**Written exercise**
The records that follow must be repeated verbatim, every one of them.

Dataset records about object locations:
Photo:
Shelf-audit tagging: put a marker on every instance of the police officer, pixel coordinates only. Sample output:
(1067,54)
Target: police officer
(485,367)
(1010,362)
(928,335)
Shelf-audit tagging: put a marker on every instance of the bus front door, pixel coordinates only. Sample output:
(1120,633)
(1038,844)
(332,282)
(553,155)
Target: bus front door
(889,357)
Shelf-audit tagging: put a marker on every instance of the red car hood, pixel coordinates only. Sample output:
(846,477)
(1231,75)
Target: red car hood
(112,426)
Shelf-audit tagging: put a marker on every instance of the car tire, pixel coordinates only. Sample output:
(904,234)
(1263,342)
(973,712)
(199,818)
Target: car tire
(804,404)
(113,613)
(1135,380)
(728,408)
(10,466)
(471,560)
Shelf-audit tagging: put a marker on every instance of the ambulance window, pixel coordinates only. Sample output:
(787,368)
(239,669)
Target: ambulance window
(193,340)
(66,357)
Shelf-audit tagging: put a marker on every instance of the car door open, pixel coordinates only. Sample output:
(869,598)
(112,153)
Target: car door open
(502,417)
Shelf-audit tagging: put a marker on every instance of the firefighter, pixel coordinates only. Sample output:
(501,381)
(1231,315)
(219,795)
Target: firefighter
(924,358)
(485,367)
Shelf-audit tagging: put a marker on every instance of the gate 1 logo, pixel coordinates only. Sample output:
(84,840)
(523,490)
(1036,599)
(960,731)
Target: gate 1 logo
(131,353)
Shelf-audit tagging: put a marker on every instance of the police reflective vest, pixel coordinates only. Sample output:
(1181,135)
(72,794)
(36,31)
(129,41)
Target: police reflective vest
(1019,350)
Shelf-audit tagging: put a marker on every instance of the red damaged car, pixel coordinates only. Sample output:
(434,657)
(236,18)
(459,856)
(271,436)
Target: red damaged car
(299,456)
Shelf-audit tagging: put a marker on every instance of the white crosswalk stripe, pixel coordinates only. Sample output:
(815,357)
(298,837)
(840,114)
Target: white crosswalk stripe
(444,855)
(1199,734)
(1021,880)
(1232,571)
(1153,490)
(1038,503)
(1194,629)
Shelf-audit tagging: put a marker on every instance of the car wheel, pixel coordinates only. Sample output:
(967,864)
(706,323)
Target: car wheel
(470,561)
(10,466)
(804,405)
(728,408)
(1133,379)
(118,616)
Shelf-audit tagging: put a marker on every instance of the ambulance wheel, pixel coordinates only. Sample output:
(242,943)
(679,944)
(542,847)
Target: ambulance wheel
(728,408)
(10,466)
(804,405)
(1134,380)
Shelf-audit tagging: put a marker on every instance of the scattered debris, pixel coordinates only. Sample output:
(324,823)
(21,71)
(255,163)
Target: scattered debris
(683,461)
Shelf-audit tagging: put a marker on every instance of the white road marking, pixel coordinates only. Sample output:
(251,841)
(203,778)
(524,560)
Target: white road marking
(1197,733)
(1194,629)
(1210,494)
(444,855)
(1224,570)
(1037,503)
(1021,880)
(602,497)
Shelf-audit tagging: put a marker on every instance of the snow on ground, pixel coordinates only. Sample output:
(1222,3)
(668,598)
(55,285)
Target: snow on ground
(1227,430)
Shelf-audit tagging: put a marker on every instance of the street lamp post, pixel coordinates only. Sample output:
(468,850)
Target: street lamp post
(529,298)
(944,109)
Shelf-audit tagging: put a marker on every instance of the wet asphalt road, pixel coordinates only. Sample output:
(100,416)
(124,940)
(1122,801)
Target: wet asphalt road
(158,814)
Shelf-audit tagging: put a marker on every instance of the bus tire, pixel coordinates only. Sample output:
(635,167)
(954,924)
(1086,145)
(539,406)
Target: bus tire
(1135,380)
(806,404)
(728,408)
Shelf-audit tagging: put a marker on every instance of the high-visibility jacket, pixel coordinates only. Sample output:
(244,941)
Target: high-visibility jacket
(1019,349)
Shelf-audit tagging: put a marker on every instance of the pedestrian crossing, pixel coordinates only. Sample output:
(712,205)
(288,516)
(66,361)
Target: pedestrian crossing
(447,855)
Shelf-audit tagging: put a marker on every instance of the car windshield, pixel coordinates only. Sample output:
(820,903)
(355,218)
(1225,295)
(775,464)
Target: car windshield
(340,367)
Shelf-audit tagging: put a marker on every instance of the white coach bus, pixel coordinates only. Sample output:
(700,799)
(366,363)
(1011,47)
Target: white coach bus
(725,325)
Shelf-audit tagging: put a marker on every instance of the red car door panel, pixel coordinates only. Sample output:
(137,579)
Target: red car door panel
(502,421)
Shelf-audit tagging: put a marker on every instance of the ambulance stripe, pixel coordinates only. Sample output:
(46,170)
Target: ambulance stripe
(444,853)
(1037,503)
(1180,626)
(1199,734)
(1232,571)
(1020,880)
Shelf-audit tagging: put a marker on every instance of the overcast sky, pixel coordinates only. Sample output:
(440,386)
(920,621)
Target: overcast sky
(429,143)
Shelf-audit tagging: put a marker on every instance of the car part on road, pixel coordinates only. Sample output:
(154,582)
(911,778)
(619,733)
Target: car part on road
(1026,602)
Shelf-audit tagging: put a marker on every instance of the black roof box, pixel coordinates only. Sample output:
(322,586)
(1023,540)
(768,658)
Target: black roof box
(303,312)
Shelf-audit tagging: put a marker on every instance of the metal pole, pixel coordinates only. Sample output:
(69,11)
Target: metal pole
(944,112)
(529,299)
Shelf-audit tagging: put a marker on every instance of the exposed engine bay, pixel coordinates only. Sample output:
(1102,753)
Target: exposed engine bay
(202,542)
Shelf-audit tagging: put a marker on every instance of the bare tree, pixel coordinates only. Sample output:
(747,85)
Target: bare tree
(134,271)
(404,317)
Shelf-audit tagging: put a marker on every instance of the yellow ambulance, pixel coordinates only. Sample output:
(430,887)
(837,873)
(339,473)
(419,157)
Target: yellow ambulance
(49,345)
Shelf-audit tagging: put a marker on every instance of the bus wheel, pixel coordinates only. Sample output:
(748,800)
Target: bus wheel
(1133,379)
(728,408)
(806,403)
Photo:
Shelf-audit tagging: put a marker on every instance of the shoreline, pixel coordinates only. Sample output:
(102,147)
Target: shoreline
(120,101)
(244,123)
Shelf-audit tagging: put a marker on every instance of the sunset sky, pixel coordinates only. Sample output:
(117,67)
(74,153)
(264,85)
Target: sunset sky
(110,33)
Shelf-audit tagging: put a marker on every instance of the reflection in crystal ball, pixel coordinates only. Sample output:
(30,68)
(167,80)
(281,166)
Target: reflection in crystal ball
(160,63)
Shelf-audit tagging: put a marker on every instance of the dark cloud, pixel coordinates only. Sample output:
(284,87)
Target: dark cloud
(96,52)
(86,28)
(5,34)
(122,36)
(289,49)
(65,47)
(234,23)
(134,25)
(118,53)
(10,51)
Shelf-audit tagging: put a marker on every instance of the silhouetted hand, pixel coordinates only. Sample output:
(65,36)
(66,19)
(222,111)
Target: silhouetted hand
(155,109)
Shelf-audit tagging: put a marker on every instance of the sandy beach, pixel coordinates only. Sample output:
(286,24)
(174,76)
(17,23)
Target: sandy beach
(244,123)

**Solved exercise**
Photo:
Shelf-audit tagging: put a marker on every instance of the police officer, pixel coordinates only. Sample output:
(1067,54)
Target: police officer
(485,367)
(1010,362)
(928,335)
Shelf-audit tagging: put a marker on every instance of the bus front door, pixel coordinates only. Sample output:
(1120,633)
(1038,844)
(332,282)
(553,155)
Target: bus front door
(889,357)
Shelf-audit tagging: put a marker on every instance of the red car hood, pixel coordinates only. Sample output:
(846,477)
(1231,75)
Target: red car hood
(112,426)
Shelf-audit tagging: put a marker on every instance of the car tire, pixel coordinates only. Sample output:
(904,234)
(1263,342)
(973,712)
(199,818)
Target: car tire
(804,404)
(113,613)
(1135,380)
(728,408)
(10,466)
(471,560)
Shelf-audit tagging: put a marker on every instance of the ambulance window, pixel coordinates only. Sample output:
(787,368)
(239,669)
Target: ambulance window
(193,340)
(66,357)
Shelf-audit tagging: put a marker on every instance of the car door open, pixel coordinates only. Sample output:
(869,598)
(112,153)
Target: car door open
(502,417)
Shelf-audit tagging: put a marker on every instance of the firefighter, pixel coordinates only. Sample output:
(501,381)
(1231,315)
(219,795)
Target: firefighter
(924,358)
(485,367)
Shelf-audit tagging: put a marker on every instance of the gate 1 logo, pixel coordinates only. Sample output:
(84,840)
(523,490)
(1036,599)
(960,731)
Target: gate 1 logo
(131,353)
Shelf-audit tagging: put a marker on every instance of the police reflective vest, pixel coordinates only. Sample output:
(1181,135)
(72,794)
(36,31)
(129,41)
Target: police reflective vest
(1019,350)
Shelf-audit tagging: put a marker on every instance of the red damaged car, pixel coordinates only. Sample output:
(434,657)
(236,18)
(459,856)
(271,436)
Target: red damaged car
(299,456)
Shelf-audit tagging: put a marker on every instance of the white crosswalk stripe, pixel coordinates only. Sample output:
(815,357)
(298,837)
(840,114)
Target: white crosswalk stripe
(444,855)
(1199,734)
(1021,880)
(1232,571)
(1153,490)
(1038,503)
(1194,629)
Shelf-audit tagging: put a marker on every instance of the car wheel, pixel coordinates only. Sample output:
(967,864)
(706,323)
Target: car wheel
(470,561)
(10,466)
(804,405)
(728,408)
(1133,379)
(118,616)
Shelf-audit tagging: put a marker on every instance of the ambulance wheel, pixel coordinates only. Sample output:
(242,943)
(679,944)
(542,847)
Target: ambulance wheel
(728,408)
(10,466)
(804,405)
(1134,380)
Shelf-audit tagging: put a marker on every instance of the scattered debris, pixel coordinates only. Sample output:
(324,823)
(21,71)
(255,163)
Target: scattered debris
(683,461)
Shelf-audit tagging: put a marker on every instance of the white road marking, pixel coordinates only. Sample output:
(251,841)
(203,778)
(524,560)
Target: white road marking
(1197,733)
(1194,629)
(1210,494)
(444,855)
(1224,570)
(1037,503)
(1021,880)
(602,497)
Shelf-audit tagging: put a marker on every instance of the snow on ground, pixel coordinates only. Sample output:
(1222,3)
(668,598)
(55,285)
Target: snow on ground
(1227,430)
Shelf-audit tagging: put a marker on every instance of the street lamp post, pixel coordinates only. Sample output:
(468,850)
Target: street lamp post
(529,298)
(944,109)
Shelf-audit tagging: put a marker on every instance of the wet asphalt road, pixel coordinates only. Sample output:
(100,416)
(124,940)
(1122,801)
Target: wet asphalt road
(158,814)
Shelf-audit tagging: put a marker on every instance of the bus tire, pixel coordinates only. Sample output:
(635,167)
(954,924)
(1086,145)
(539,406)
Target: bus tire
(1135,380)
(806,404)
(728,408)
Shelf-audit tagging: put a marker on every instance of the high-visibility jacket, pixel coordinates only. Sample output:
(244,941)
Target: high-visibility jacket
(1019,349)
Shelf-audit tagging: put a marker on every instance of the pedestrian crossing, pixel coordinates only. Sample output:
(712,205)
(288,516)
(66,361)
Target: pedestrian crossing
(447,855)
Shelf-audit tagging: put a marker on every instance of the car windshield, pixel coordinates only. Sample output:
(820,903)
(355,218)
(1225,295)
(775,464)
Target: car windshield
(340,367)
Shelf-audit tagging: put a marker on every instance of the white coach bus, pixel coordinates only. Sample output:
(700,799)
(366,363)
(1011,47)
Target: white coach bus
(725,325)
Shelf-audit tagging: put a marker on every instance of the red car door panel, pixel coordinates only. Sample output:
(137,579)
Target: red car door panel
(502,421)
Shelf-audit tagging: put a marker on every instance of the ambulance stripe, pixel coordinates only. Sample output:
(46,170)
Target: ambulance stripe
(444,853)
(1037,503)
(1180,626)
(1199,734)
(1232,571)
(1020,880)
Shelf-audit tagging: put a marker on every instance of the overcast sky, pixel coordinates only. Sample output:
(440,386)
(920,621)
Target: overcast sky
(429,143)
Shelf-audit tagging: put a marker on every instance of the car part on road, pixel coordinates only. Sample output:
(154,582)
(911,778)
(619,733)
Target: car part on road
(1026,602)
Shelf-audit tagging: put a marker on every instance of the black roof box, pixel coordinates only. Sample output:
(322,586)
(1023,540)
(768,658)
Target: black roof box
(303,312)
Shelf-audit tagging: put a marker on every instance of the metal pole, pixel coordinates only. Sample output:
(69,11)
Target: metal pole
(944,112)
(529,299)
Shelf-audit tagging: put a marker on every instance of the exposed engine bay, pixel coordinates only. Sample output:
(1102,753)
Target: exposed engine bay
(202,542)
Shelf-audit tagging: put a marker on every instance of the bare tree, pixel coordinates only. Sample output:
(747,85)
Target: bare tree
(134,271)
(404,317)
Shelf-audit tagging: put a marker on every instance of the yellow ambulance, pixel coordinates only. Sample output:
(430,887)
(837,873)
(339,473)
(419,157)
Target: yellow ambulance
(49,345)
Shelf-audit tagging: put a marker on every instance of the bus wheel, pixel coordinates only. Sample output:
(748,800)
Target: bus wheel
(1133,379)
(728,408)
(806,403)
Photo:
Shelf-audit tagging: put a marker on every instance of the shoreline, pixel coordinates only. Sample output:
(102,147)
Target: shoreline
(120,101)
(244,123)
Shelf-audit tagging: put a marker on every instance of the sunset sky, pixel coordinates only. Sample output:
(117,67)
(74,153)
(264,85)
Target: sunset sky
(110,33)
Shelf-audit tagging: put a marker on every instance of the reflection in crystal ball, pixel coordinates only. Sample output:
(30,68)
(167,80)
(281,166)
Target: reflection in crystal ball
(160,63)
Shelf-audit tagging: put a marker on every instance of the dark cloud, pixel coordinates only. Sample output:
(284,87)
Target: dark cloud
(96,52)
(86,28)
(5,34)
(122,36)
(289,49)
(65,47)
(234,23)
(134,25)
(118,53)
(10,51)
Shelf-audit tagging: put a marker on every instance of the silhouetted hand, pixel coordinates only. Sample output:
(65,36)
(66,19)
(222,111)
Target: silhouetted hand
(155,109)
Shelf-audit tagging: put a marker on every instance of the sandy beach, pixel coordinates only. Sample output:
(286,24)
(174,76)
(17,23)
Target: sandy beach
(244,123)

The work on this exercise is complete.